The result should be an exact copy of the data, free of pictures.

[Saved data entries]
++++
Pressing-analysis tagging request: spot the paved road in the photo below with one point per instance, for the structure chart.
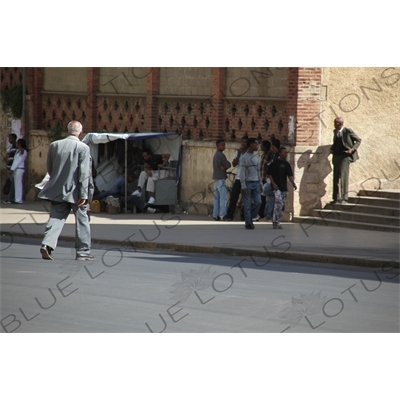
(129, 291)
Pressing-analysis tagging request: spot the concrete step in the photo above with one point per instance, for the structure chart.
(356, 217)
(387, 194)
(364, 209)
(309, 221)
(375, 201)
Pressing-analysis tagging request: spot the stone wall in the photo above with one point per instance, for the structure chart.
(180, 81)
(368, 99)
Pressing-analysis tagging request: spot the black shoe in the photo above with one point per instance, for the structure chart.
(85, 258)
(46, 252)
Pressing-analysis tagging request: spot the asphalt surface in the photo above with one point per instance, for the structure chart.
(143, 291)
(200, 234)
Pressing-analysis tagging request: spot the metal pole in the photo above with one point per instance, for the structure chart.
(126, 176)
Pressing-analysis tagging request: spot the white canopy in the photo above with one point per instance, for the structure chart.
(159, 143)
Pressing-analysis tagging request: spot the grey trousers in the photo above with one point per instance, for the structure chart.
(58, 214)
(341, 166)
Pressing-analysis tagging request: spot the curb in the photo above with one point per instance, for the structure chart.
(232, 252)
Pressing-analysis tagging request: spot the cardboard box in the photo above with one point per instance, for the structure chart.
(113, 209)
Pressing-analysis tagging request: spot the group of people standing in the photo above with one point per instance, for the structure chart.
(71, 186)
(261, 182)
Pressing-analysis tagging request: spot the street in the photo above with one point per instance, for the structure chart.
(142, 291)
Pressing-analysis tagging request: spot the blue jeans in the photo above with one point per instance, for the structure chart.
(251, 201)
(219, 209)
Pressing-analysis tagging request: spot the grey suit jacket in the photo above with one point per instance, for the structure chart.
(69, 167)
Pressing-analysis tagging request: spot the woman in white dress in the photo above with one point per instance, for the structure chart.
(18, 169)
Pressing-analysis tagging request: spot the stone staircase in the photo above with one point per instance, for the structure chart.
(371, 209)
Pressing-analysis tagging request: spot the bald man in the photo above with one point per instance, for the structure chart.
(69, 188)
(344, 150)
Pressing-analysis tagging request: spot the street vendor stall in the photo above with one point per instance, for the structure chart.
(112, 151)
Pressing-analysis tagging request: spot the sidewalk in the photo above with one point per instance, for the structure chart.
(201, 234)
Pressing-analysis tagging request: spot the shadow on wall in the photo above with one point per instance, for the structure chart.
(316, 167)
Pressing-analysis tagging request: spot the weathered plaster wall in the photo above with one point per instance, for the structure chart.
(368, 99)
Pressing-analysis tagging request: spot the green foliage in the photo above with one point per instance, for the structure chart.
(12, 101)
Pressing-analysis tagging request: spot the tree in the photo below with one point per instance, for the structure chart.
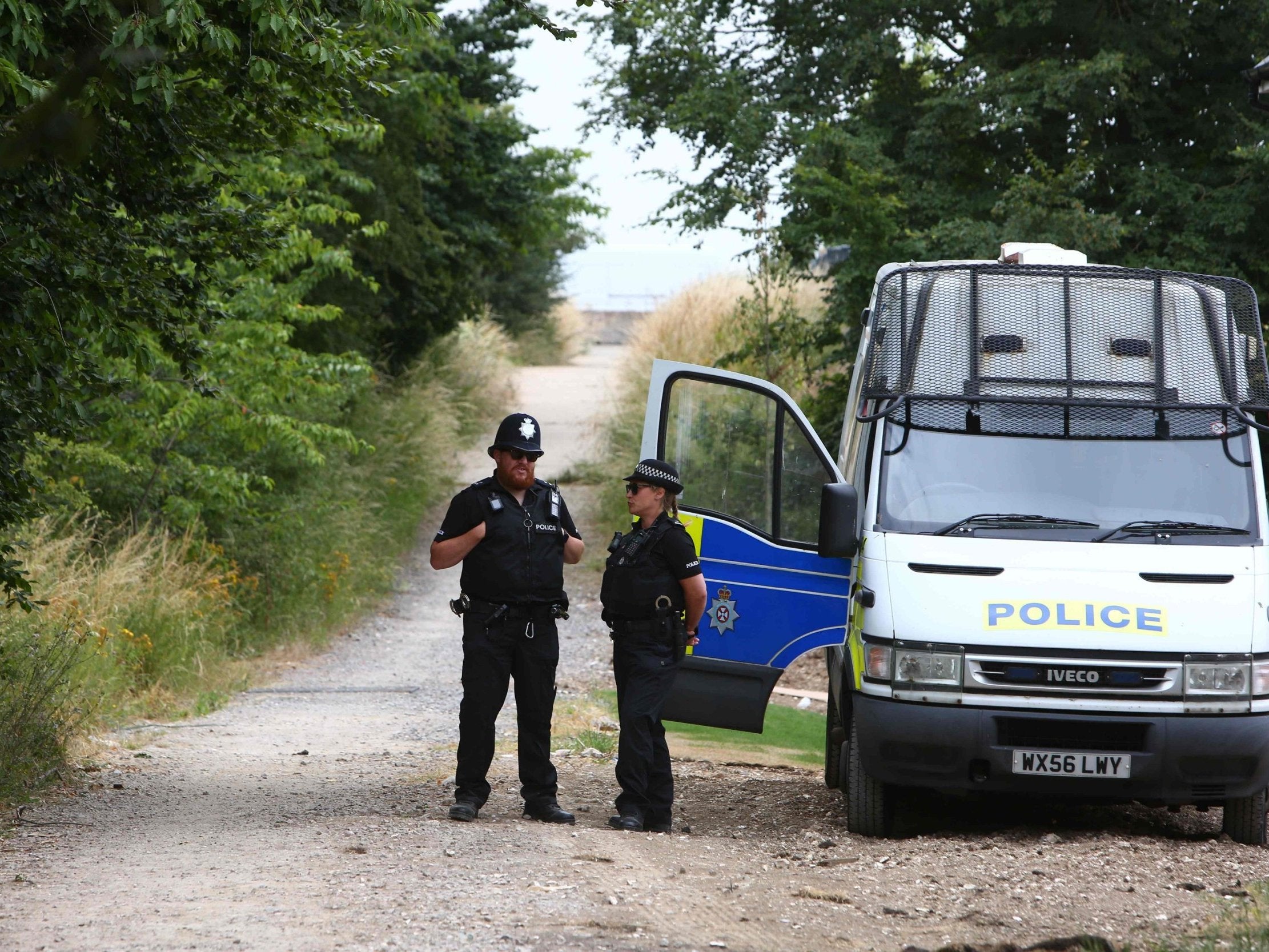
(932, 130)
(476, 218)
(122, 132)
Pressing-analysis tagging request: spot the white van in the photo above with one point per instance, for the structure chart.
(1037, 560)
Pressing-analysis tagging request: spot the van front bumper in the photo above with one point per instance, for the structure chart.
(1175, 758)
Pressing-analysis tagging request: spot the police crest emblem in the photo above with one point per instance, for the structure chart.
(722, 613)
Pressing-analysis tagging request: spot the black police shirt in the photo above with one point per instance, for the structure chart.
(521, 559)
(677, 554)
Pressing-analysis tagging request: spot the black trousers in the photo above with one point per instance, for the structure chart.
(645, 670)
(495, 652)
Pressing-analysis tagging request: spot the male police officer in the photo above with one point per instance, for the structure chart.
(513, 535)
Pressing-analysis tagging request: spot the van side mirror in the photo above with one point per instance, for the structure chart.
(839, 516)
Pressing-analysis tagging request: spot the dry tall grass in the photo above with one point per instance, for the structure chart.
(559, 340)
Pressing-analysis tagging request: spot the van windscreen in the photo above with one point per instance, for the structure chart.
(930, 480)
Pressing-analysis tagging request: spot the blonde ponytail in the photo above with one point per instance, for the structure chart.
(670, 504)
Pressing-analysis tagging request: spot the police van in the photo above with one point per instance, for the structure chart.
(1037, 561)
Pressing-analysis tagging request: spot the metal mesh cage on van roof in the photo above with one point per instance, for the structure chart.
(1088, 352)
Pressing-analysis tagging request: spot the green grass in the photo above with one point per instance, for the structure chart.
(140, 622)
(1243, 926)
(788, 737)
(798, 736)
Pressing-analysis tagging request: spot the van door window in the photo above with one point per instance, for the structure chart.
(801, 477)
(740, 455)
(722, 441)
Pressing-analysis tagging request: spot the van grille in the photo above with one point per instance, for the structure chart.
(1046, 734)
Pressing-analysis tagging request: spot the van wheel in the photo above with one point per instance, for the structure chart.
(834, 740)
(1245, 819)
(870, 802)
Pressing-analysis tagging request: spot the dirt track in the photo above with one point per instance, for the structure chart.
(310, 816)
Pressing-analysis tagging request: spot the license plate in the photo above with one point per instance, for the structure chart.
(1064, 765)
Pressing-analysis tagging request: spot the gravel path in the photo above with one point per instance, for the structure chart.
(310, 816)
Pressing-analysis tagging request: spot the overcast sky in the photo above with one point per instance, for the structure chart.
(636, 264)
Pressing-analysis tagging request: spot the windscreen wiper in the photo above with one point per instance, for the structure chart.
(1004, 520)
(1168, 527)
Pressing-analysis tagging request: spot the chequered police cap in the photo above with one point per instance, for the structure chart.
(658, 472)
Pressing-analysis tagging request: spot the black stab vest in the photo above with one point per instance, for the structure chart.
(521, 559)
(632, 582)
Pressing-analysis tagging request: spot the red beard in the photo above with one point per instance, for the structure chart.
(516, 475)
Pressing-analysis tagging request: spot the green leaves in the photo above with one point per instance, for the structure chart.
(154, 248)
(932, 130)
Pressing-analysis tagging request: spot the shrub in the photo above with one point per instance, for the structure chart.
(142, 622)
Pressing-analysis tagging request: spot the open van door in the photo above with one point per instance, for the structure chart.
(753, 472)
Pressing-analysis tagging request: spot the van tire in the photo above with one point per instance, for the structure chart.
(870, 802)
(834, 742)
(1245, 819)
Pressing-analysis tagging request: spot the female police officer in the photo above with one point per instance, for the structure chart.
(654, 596)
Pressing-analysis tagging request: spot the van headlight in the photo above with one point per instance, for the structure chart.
(877, 662)
(927, 665)
(1260, 678)
(1218, 678)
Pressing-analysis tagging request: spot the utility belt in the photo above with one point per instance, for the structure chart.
(527, 612)
(665, 628)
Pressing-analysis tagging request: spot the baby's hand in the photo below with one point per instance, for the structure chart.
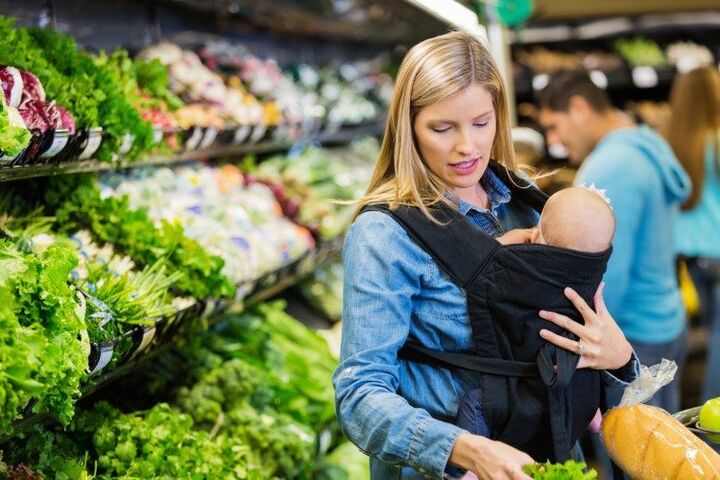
(518, 235)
++++
_Result of this task:_
Pressing-analysis tagging request: spot the paved road in the photo below with one point per instance, for the structure chart.
(129, 291)
Pressing-analysis tagging request: spot the concrete step in the photo above with one point per instance, for the structure chart.
(356, 217)
(387, 194)
(364, 209)
(309, 221)
(375, 201)
Pressing-analysis tagging request: spot the stone wall in the photo above with one point per instance, for the structure chart.
(180, 81)
(368, 99)
Pressing-analysis tagging request: spot the black shoe in the photo above with one point per instance, for the structure chart.
(85, 258)
(46, 252)
Pressing-analysis tagging request: spot the asphalt surface in the photo above with one point per instance, for the structure chart.
(143, 291)
(200, 234)
Pressing-analysis tagging request: spot the metal pole in the photo above with one point per instance, for the structure chart.
(126, 176)
Pressing-analysis tagging request: spot the white canopy in the photo above with one point per instance, for the structure chart.
(159, 143)
Pressing-analysis tagging request: spot the grey trousers in the photo above with one point per instance, for the structure chart.
(58, 214)
(341, 166)
Pressing-analysis tagging request: spot the curb in the photo above with one point per instance, for the structure chart.
(232, 252)
Pressing-analysis tagging request: spot the cardboard box in the photo above with one point per instance, for the structure chart.
(113, 209)
Pressing-analysis tagging request: spot the group of people standing in the photo above with one point per instance, for the structure chart.
(71, 186)
(261, 182)
Pressing-analysis tagging request: spot the street in the photo above with one point per instance, for the structure chart.
(142, 291)
Pressing-analysis tagging request: spot the blue jeans in the photo above with one point per instance, for the structure chart.
(251, 201)
(219, 209)
Pressing-analysis tagging request: spot the grey suit jacket in the photo above with one point per instance, for the structure chart.
(69, 167)
Pressing-analysis tagging request: spot the woman in white dress in the photo above with one point per instance, for the structure chart.
(18, 169)
Pressing-analysis tagging request: spot the stone staircase in the photo above with one point per instance, for the structure chart.
(371, 209)
Pressing-analysis tagging request: spot the bald man in the photo above with one point per instance, for the structure chart.
(69, 188)
(344, 150)
Pressing-analysis tagging request: spot the street vendor stall in the photo above with one point per instance, for the structure chart.
(112, 151)
Pressing-analysis tagging request: spot the sidewalk in the photo above with one point per instance, for the structure chart.
(201, 234)
Pressing-analysis tagging request: spot the shadow on wall in the photo above with one point per instance, for the structure chart.
(316, 167)
Pressing-analysis tagging request: spot the weathered plaster wall in the photo above with one point per instance, for the structure chart.
(368, 99)
Pressing-analysis tagging request: spot the green foliage in the photo above with one point per instance, for the structure chart.
(12, 101)
Pressing-analysis tagging request: spot the tree in the photo below with one point per instance, for the structure chart.
(932, 130)
(476, 218)
(122, 132)
Pressing-analysis tagging request: spot the white van in the photo above with one point per instance, for the structure chart.
(1037, 560)
Pressing-analysis tagging request: spot the van front bumper in the photo above with one point per instance, for the structure chart.
(1175, 758)
Pressing-analysis tagging request: spot the police crest emblem in the photo above with one point per instance, for the structure chart.
(722, 613)
Pressing-analysis tagging request: spot the black police shirt in the photo above with one point per instance, for the structure chart.
(521, 559)
(677, 554)
Pressing-analysis tagging request: spot the black trousers in the photo above with one point per instance, for the structure chart.
(645, 670)
(495, 652)
Pressing-analysis tagging request: spot the male police officer in the photo above with one point per instance, for the structure chart.
(513, 535)
Pressing-analysis tagging request: spot the van side mirror in the photo above with one point per instance, for the structure chart.
(839, 516)
Pressing-analysis tagging request: spot the dry tall grass in the photo above with one point per instance, for the structure chart.
(559, 340)
Pressing-analysis tagging request: spot the van windscreen in the photo above with one point per instance, for the structure chart.
(930, 480)
Pressing-analysis tagging request: spot the blonde ponytail in the photo above with one point per instance, for the structure chart.
(670, 504)
Pressing-analysis tagging request: spot the police van in the photo above with one point per instance, for the structure chart.
(1037, 561)
Pressing-analysis tagging request: spot the metal mesh cage on van roof in the photo above with one point per instance, for the structure chart.
(1088, 352)
Pressing-analysis tagging request: spot the green grass in the photo above with one point per instance, for the structure chart.
(140, 622)
(1243, 926)
(788, 737)
(798, 736)
Pressing-analysis tagging request: spot the van door window in the photo above with one point per instance, for the structure chart.
(801, 477)
(740, 455)
(722, 441)
Pressing-analysis tagging request: spot the van grille in the photo above with one point per instance, for the structure chart.
(1046, 734)
Pressing-analysis tagging request: spot the van wheel in the photo above with one point per instance, for the structure chart.
(834, 740)
(1245, 819)
(870, 802)
Pressing-analysis tagging request: spot the dirt track in the photo above with one point per instance, for the structure chart.
(310, 816)
Pressing-analysis tagging request: spot the license plate in the photo above with one point per instance, for the structure chart.
(1064, 765)
Pressing-analysis tagging request: spot the gravel path in the photo above with one point per instance, for the structure chart.
(310, 816)
Pressing-analysis tagging request: spot the overcast sky in the photo above with one point per instance, for the structure chart.
(636, 264)
Pressing-analysis tagging request: spot the windscreen wiper in the photo above with one point per instance, for the structure chart.
(1004, 520)
(1168, 527)
Pressing-analysis tagging request: spot the chequered police cap in the photo above with one point per instance, for the structure chart.
(658, 472)
Pressing-analysis tagging request: spot the black stab vest in the photo above with one point per instance, for the structure chart.
(521, 559)
(632, 582)
Pressing-analysis tagging request: spot the red beard in the photo above with one point per instance, for the structure chart.
(516, 475)
Pressing-analysis tagging request: spot the green leaves in the photo above with one point per instance, for the structure chart.
(154, 248)
(932, 130)
Pressing-analysis tagging request: spot the shrub in the photo above with one point per instance, for the structure chart.
(142, 622)
Pressing-analysis tagging request: spot the open van door in the photo above with one point per instance, for the structure chart.
(753, 472)
Pressing-analysis tagging request: spot the van tire in the photo above with one point per instance, for the structure chart.
(870, 802)
(834, 742)
(1245, 819)
Pressing-analysis tagging request: spot the female police officer in the photo above with one point per instance, for the structure chart.
(654, 596)
Pressing-analysis tagging request: spot the van headlight in the photo above with one point per instance, for the structure chart.
(877, 662)
(927, 665)
(1260, 678)
(1218, 678)
Pressing-analysis tagging request: spot the utility belt in the photo above with one point per instance, for the structure chart.
(527, 612)
(665, 628)
Pressing-analysis tagging request: spot the baby's hand in the photo below with one point per instance, for the structure chart.
(518, 235)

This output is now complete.